**TASK**
Please give the count of lines in the listing underneath that hold "ceiling", leaving out everything else.

**RECORDS FOR PROCESSING**
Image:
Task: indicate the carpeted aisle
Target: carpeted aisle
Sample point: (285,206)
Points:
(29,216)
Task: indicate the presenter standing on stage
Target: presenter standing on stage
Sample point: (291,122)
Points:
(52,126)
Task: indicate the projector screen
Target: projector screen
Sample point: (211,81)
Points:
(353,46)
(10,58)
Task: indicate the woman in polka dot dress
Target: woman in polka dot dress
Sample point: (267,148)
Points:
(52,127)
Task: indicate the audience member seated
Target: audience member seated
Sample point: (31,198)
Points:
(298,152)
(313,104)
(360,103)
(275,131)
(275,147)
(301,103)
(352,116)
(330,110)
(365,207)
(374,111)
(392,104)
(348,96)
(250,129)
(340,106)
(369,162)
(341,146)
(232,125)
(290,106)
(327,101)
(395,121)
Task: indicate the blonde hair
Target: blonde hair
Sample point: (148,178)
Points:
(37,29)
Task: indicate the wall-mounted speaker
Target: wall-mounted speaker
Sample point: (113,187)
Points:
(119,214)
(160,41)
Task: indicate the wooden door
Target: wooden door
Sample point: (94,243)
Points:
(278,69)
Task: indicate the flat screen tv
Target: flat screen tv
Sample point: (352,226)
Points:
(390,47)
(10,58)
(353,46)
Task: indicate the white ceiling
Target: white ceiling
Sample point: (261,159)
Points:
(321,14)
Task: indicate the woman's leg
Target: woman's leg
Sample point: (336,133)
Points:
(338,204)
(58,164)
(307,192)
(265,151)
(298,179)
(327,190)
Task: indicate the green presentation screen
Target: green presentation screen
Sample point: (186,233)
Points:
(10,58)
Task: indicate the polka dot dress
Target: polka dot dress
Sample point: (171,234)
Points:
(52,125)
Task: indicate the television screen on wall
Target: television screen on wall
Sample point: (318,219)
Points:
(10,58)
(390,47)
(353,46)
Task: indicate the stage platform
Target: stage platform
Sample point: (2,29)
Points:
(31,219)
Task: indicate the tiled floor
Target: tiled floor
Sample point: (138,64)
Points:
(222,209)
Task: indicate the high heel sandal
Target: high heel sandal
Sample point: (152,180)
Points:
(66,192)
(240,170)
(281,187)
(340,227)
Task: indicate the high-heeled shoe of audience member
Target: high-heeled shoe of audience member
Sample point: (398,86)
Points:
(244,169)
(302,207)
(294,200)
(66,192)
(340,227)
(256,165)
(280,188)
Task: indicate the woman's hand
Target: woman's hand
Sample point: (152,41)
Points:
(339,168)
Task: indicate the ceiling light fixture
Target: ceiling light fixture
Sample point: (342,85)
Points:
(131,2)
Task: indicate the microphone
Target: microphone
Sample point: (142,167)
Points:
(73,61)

* * *

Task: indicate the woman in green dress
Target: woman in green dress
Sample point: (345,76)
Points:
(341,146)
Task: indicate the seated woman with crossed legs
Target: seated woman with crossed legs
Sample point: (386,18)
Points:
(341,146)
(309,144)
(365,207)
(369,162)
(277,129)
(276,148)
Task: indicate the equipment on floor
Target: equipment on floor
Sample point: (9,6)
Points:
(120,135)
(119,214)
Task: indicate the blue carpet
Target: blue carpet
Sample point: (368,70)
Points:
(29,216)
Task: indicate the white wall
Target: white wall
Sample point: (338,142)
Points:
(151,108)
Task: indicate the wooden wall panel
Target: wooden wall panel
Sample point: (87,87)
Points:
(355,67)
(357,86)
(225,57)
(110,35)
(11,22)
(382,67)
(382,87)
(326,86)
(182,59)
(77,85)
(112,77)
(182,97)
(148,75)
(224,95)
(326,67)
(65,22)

**EXERCISE OUTPUT**
4